[SET EXERCISE]
Can you repeat the records word for word, from their first line through the line that contains "(1055, 524)"? Leave the pictures out of your answer.

[MATERIAL SHOWN]
"""

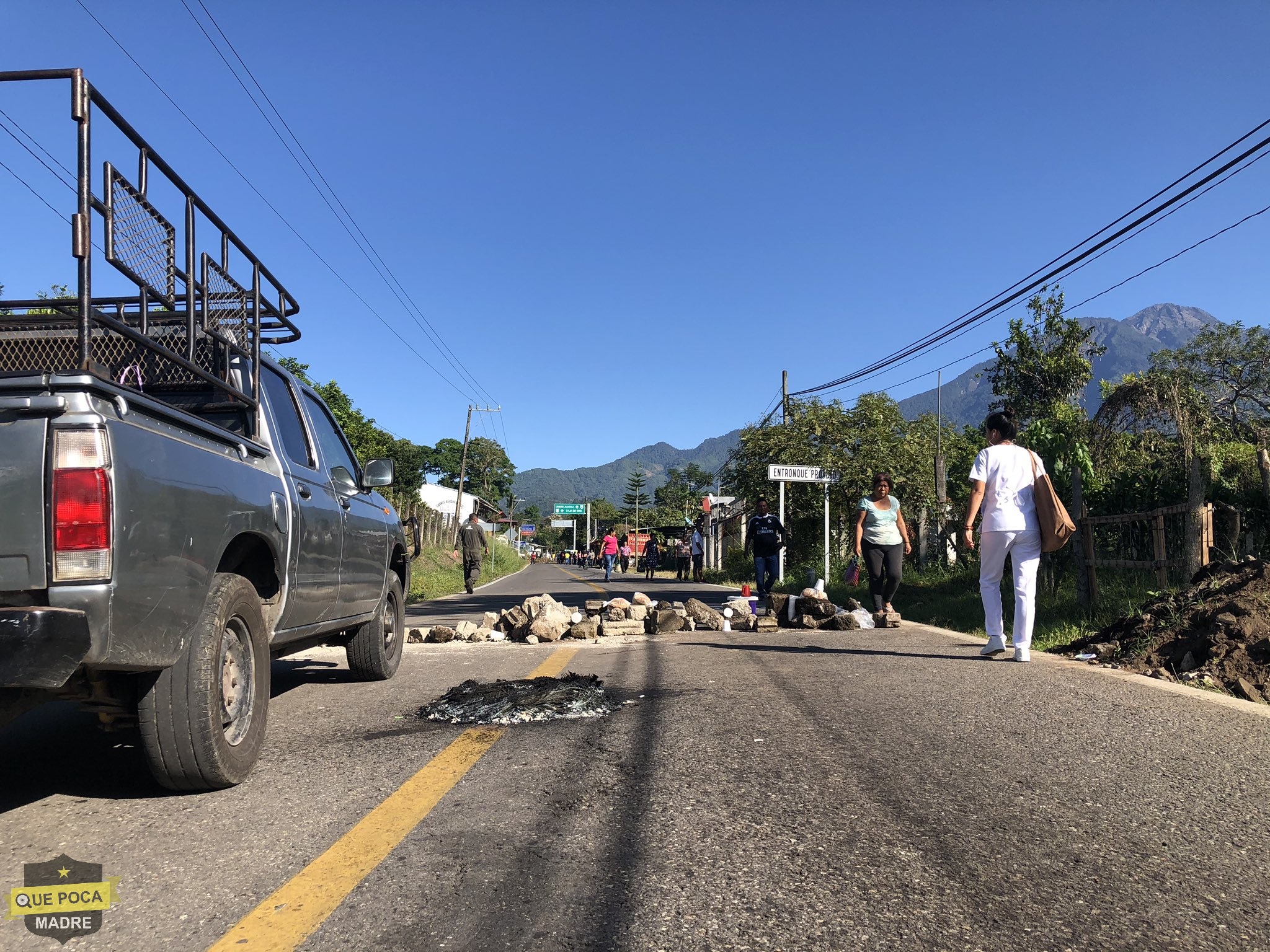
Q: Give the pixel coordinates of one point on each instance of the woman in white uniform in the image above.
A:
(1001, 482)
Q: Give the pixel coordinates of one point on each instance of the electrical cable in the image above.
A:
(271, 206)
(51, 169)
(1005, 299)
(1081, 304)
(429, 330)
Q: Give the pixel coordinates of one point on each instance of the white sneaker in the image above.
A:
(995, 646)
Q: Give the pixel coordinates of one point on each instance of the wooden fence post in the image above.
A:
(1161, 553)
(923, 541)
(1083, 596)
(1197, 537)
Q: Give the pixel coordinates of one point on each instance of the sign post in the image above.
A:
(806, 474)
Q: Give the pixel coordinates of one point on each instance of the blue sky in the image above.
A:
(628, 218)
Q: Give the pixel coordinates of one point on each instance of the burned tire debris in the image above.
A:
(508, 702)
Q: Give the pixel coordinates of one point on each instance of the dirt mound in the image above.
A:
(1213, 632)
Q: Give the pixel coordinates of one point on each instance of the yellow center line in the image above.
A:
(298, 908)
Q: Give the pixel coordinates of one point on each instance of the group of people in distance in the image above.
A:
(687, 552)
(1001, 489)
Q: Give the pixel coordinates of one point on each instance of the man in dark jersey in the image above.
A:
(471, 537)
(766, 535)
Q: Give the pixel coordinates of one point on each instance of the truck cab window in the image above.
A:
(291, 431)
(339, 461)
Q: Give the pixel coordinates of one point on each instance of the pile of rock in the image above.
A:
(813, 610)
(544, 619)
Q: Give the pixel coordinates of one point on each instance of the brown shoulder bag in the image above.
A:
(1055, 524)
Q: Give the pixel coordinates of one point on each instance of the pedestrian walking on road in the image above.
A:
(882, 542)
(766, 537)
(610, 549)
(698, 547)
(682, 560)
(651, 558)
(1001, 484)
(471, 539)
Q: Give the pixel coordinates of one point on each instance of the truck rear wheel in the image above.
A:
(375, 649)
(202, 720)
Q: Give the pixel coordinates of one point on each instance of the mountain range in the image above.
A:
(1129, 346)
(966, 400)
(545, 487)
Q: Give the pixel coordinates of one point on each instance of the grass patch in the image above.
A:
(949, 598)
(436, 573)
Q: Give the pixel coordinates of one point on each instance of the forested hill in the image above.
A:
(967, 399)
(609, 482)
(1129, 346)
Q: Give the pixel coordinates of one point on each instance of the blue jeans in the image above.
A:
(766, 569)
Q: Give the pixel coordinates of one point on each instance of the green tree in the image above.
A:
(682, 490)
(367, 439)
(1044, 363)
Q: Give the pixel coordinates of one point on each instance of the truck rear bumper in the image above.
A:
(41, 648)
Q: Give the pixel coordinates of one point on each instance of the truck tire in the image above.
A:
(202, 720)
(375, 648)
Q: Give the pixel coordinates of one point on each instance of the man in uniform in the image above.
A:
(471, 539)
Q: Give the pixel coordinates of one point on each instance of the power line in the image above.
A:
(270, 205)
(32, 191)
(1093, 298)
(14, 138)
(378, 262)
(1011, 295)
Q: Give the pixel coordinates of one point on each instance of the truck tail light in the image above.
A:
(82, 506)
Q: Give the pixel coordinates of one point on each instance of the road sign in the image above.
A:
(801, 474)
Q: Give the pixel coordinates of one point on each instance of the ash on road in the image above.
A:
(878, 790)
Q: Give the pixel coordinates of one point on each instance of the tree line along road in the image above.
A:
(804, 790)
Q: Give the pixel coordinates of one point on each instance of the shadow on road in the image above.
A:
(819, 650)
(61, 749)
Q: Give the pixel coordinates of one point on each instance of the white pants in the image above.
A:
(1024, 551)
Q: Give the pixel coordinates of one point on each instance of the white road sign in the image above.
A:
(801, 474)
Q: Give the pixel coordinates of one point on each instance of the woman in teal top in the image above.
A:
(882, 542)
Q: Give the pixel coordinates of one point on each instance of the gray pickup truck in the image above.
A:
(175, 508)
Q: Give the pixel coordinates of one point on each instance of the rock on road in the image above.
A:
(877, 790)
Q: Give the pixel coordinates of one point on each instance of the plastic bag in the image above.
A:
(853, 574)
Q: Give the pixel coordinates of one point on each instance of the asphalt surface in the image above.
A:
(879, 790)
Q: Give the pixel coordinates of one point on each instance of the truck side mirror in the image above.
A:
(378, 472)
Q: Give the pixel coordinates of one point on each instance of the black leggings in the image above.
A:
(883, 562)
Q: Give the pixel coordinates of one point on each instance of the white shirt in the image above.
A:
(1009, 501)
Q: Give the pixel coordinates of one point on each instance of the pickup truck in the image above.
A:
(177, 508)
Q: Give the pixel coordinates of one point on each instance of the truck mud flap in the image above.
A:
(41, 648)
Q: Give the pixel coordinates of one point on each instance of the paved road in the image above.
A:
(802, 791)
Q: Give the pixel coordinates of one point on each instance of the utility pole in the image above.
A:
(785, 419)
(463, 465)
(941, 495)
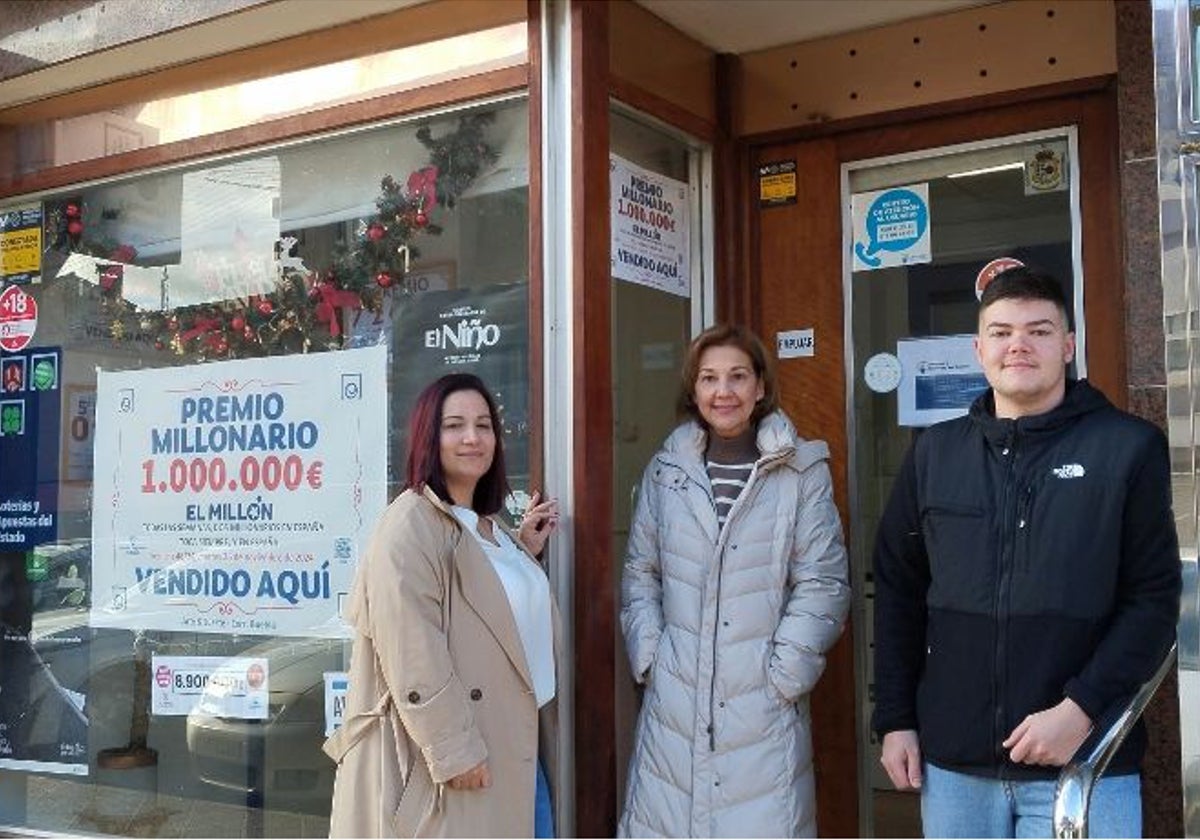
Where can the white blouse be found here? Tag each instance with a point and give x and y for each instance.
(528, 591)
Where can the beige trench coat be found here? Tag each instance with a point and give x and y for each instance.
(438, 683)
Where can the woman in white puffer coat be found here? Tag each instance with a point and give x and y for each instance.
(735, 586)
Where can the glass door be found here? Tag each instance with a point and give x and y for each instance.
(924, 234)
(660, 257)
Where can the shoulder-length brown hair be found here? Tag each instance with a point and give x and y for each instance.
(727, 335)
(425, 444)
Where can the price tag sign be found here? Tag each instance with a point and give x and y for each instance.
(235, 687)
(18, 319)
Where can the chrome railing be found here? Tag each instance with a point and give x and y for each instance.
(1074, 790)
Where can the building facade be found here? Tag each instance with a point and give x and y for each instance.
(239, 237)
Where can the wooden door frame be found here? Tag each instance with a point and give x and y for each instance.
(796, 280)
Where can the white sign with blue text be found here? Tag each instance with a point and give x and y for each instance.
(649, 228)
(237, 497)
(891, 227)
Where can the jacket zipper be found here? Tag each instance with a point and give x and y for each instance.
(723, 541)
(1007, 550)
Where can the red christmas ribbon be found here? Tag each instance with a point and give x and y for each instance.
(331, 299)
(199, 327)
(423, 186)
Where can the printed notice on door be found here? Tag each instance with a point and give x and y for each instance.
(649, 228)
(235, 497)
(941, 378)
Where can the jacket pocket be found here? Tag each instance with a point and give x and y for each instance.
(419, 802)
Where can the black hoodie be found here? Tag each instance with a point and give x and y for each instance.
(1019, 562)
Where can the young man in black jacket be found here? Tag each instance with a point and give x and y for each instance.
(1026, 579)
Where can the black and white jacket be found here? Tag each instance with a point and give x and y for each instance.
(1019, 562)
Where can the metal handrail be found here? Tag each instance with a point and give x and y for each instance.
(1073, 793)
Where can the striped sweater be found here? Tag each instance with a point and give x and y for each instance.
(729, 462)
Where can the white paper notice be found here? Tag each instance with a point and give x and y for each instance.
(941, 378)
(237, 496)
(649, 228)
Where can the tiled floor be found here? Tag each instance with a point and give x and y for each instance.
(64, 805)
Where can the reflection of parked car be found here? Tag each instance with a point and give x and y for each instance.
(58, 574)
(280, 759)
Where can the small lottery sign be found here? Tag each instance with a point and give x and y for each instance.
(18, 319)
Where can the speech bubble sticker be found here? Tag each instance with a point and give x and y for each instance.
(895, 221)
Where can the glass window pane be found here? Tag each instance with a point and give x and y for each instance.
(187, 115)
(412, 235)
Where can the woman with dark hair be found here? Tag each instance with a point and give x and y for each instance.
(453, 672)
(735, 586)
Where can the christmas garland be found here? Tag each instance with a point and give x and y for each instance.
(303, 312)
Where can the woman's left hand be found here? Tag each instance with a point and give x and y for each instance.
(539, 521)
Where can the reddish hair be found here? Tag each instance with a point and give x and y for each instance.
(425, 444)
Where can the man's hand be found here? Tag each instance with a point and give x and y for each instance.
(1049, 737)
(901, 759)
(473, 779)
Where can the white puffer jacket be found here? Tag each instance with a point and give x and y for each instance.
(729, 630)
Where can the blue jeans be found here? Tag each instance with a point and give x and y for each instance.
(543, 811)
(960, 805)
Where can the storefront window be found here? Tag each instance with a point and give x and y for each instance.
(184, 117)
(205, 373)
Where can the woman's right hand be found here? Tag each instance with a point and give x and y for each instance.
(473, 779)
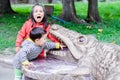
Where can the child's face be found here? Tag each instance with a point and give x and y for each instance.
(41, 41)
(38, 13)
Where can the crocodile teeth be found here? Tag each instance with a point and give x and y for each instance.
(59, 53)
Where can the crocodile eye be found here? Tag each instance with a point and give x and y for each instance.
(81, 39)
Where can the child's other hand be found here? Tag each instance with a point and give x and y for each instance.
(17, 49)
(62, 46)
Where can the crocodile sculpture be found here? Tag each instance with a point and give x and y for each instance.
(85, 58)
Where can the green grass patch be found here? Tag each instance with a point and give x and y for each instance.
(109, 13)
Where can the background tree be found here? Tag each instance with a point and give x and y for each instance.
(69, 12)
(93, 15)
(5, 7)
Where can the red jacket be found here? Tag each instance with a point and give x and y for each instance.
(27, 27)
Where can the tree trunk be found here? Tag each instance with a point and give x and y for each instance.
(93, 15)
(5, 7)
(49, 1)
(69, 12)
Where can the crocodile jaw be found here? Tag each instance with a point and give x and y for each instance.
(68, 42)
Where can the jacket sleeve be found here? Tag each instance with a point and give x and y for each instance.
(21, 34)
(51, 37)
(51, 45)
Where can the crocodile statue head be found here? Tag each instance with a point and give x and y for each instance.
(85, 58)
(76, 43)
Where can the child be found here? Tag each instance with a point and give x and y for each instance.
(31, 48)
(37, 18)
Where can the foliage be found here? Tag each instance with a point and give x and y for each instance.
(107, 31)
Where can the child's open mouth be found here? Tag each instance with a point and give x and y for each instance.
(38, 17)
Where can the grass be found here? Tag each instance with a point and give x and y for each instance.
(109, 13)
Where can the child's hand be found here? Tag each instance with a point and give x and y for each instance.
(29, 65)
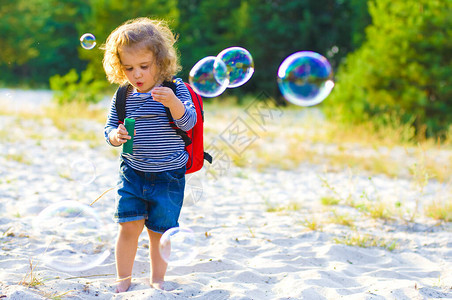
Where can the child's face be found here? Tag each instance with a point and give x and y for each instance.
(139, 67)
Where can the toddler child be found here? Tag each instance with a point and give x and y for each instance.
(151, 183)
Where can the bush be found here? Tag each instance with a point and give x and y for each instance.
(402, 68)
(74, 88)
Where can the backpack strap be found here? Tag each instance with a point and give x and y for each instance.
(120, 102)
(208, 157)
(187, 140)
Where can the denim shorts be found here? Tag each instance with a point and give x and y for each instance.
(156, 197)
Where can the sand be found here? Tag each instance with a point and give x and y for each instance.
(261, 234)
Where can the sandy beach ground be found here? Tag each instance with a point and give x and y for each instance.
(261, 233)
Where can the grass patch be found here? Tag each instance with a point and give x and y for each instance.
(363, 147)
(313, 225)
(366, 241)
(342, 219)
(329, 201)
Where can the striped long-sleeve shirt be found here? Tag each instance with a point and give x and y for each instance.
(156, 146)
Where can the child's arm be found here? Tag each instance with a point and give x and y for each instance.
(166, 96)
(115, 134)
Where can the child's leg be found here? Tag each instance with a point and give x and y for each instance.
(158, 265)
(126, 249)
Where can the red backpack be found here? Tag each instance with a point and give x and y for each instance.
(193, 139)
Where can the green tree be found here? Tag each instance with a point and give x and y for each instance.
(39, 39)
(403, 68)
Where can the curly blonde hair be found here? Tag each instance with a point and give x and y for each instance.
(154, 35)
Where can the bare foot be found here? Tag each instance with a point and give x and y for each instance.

"""

[TASK RESULT]
Q: Give the pixel coordinates of one point on each instance of the woman in white uniform in the image above.
A:
(1001, 482)
Q: Give the pixel coordinates of one point on each instance of the electrical cable in the image above.
A:
(271, 206)
(51, 169)
(1005, 299)
(1081, 304)
(429, 330)
Q: Give the pixel coordinates of one point on each instance of the white sneaker in the image above.
A:
(995, 646)
Q: Give the pixel coordinates of one point on each instance of the wooden fence post in the image above.
A:
(1161, 553)
(923, 541)
(1083, 596)
(1197, 537)
Q: Give the pixel coordinates of one point on each instance of the sign post in the image above.
A:
(806, 474)
Q: Give the pixel coordinates of one point on each instance of the blue sky in the image above.
A:
(628, 218)
Q: Give the pixel coordinates of one point on each instance of the burned tire debris in the image above.
A:
(508, 702)
Q: Give the pixel coordinates of one point on each instance of the dirt mound in the image above.
A:
(1213, 632)
Q: Give the pixel coordinates of one point on each instance of the yellow center line in the image above.
A:
(298, 908)
Q: Give the pixel coordinates of one point on each instance of the group of people in distance in the image above.
A:
(687, 552)
(1001, 489)
Q: Give the pixel coordinates of one point on each instance of the man in dark jersey in the image above.
A:
(471, 537)
(766, 535)
Q: Give the pixel coordinates of one point on each instance of the truck cab window in the image above.
A:
(291, 431)
(339, 461)
Q: Give the pixel coordinates of one point on each instance of the pile of rock in the image above.
A:
(813, 610)
(544, 619)
Q: Give the pixel coordinates of one point on each instance of the brown shoulder bag in the image above.
A:
(1055, 524)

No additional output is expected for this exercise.